====== 可用材料

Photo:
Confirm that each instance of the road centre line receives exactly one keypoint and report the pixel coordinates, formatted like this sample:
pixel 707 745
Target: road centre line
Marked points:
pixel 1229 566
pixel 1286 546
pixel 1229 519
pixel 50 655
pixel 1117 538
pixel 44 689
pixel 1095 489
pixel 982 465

============
====== 可用材料

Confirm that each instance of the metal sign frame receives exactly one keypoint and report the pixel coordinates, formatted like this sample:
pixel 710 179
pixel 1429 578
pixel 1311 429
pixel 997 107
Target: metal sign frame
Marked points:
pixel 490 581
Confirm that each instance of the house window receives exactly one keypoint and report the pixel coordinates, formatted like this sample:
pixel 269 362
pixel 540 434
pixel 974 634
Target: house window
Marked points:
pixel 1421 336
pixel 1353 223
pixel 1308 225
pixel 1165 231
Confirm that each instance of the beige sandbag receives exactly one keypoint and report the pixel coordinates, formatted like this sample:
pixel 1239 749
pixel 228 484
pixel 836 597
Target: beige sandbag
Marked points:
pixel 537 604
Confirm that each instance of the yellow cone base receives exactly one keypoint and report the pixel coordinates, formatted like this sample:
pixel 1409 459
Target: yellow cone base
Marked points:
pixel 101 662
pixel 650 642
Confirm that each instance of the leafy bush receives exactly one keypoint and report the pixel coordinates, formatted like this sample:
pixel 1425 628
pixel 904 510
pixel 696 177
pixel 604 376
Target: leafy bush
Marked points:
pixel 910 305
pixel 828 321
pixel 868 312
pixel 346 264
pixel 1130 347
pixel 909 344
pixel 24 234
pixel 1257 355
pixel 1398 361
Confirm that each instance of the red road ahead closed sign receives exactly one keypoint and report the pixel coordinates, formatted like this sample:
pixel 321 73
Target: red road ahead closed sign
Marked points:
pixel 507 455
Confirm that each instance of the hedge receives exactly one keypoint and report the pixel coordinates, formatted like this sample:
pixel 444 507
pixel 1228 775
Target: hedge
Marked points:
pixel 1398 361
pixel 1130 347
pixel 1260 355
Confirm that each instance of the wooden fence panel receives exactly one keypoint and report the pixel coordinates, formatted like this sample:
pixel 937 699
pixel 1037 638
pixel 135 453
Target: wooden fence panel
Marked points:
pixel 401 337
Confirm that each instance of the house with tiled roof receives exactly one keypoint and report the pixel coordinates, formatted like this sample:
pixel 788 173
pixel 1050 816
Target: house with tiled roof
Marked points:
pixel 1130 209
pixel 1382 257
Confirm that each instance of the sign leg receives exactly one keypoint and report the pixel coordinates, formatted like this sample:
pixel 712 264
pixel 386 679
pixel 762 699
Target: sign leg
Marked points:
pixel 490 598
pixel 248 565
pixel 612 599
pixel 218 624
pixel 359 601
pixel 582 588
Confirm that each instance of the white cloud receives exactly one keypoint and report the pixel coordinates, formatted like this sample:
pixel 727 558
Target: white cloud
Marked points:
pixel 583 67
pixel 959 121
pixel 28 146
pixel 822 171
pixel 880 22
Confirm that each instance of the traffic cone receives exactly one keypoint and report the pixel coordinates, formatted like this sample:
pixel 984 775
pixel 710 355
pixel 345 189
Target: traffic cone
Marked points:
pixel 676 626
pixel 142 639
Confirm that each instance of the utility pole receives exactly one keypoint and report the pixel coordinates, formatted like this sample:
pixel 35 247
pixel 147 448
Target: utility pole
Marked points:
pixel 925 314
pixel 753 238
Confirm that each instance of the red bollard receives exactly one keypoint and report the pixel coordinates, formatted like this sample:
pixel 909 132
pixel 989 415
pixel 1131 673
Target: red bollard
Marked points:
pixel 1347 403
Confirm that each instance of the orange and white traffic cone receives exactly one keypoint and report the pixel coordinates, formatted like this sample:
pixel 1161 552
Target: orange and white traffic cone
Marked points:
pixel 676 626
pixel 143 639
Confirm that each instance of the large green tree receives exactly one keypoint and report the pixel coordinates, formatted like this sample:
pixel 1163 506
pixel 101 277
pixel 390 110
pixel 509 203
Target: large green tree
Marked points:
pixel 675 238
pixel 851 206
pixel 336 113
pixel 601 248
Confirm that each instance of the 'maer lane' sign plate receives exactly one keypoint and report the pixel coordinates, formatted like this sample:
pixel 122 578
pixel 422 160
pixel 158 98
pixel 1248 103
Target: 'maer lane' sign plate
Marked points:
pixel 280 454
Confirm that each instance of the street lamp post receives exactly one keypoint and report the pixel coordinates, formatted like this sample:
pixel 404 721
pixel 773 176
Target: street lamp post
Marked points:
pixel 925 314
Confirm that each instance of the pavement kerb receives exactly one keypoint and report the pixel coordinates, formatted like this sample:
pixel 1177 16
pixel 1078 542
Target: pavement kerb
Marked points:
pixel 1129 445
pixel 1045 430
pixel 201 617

============

能否把材料中从含有“Confirm that each instance of the 'maer”的那一行起、到含有“pixel 201 617”的那一行止的各行原样重新打出来，首尾两行都算在内？

[问题解答]
Confirm that each instance of the 'maer lane' sign plate receives exactly one keypoint and report the pixel coordinates, formatted like this sample:
pixel 122 578
pixel 422 160
pixel 158 98
pixel 1248 103
Target: 'maer lane' sign plate
Marked points:
pixel 280 454
Confirm that each instance of the street lamp post receives exactly one keypoint and report the pixel coordinates, formatted like this sample:
pixel 404 721
pixel 773 176
Target: street lamp post
Marked points:
pixel 925 314
Confirm that each instance of the pavement kerb receives exactly one keypoint and report the pixel coordinates, formatted like this sample:
pixel 1177 16
pixel 1078 542
Target: pavement kerb
Marked points:
pixel 1129 445
pixel 1045 430
pixel 201 617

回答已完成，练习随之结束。